## READING TEXT
####

President Donald Trump speaks at the Conservative Political Action Conference, or CPAC, in Oxon Hill, Maryland on Friday. Photo by REUTERS/Kevin Lamarque

WASHINGTON — President Donald Trump said Friday that his predecessor’s health care law covers “very few people” as he minimized the impact of replacing it. That’s only true if you consider more than 20 million people to be very few.

Here’s a look at his statements at the Conservative Political Action Conference on Friday and some other recent assertions:

TRUMP: “Obamacare covers very few people.”

THE FACTS: More than 20 million people are covered by the two major components of former President Barack Obama’s health care law: expanded Medicaid and subsidized private health insurance.

The Medicaid expansion, adopted by 31 states and Washington, D.C., covers about 11 million low-income people, according to the Congressional Budget Office. The fate of the expansion is a major sticking point as Republicans try to complete their repeal plan. Sixteen states with GOP governors have expanded their Medicaid programs.

####

## SOURCE DATA
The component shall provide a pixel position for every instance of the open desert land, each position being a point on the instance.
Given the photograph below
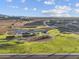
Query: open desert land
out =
(34, 36)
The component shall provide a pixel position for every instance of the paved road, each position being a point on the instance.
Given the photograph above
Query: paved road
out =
(50, 56)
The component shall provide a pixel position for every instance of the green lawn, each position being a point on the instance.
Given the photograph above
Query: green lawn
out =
(60, 43)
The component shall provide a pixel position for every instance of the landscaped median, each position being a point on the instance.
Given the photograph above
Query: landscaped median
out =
(59, 43)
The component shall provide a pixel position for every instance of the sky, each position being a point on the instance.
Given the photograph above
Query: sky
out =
(40, 8)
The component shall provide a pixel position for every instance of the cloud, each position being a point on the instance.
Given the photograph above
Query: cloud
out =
(34, 9)
(77, 4)
(76, 11)
(49, 2)
(25, 8)
(9, 0)
(58, 11)
(23, 1)
(13, 6)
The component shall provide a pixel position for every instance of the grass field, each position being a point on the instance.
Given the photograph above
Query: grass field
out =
(60, 43)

####

Can you extend the fact-check of President Trump's CPAC statements on health care past its last paragraph, which ends at "Sixteen states with GOP governors have expanded their Medicaid programs"?

The other more visible component is HealthCare.gov. The federal website and state-run online insurance markets have signed up 12.2 million people for this year, according to an Associated Press count earlier this month, based on federal and state reports.

This is lower than the 12.7 million who initially enrolled for 2016. But it is not dramatically lower when considering the problems the markets have had with rising premiums and dwindling insurer participation, not to mention Trump’s vow to repeal the program.

Altogether, since Obama’s law passed in 2010, the number of uninsured people has dropped by about 20 million and the uninsured rate has declined below 9 percent, a historic low.

According to the Centers for Disease Control and Prevention, 48.6 million Americans were uninsured in 2010. Through the first nine months of last year, that figure was down to 28.2 million.

Although employers also added coverage as the economy recovered, experts say the vast majority of the coverage gains are due to Obama’s law.

However, the progress in reducing the number of uninsured people appears to have stalled. The 28.2 million uninsured last year, from January to September, is not statistically different from the 28.6 million uninsured for all of 2015, according to the CDC.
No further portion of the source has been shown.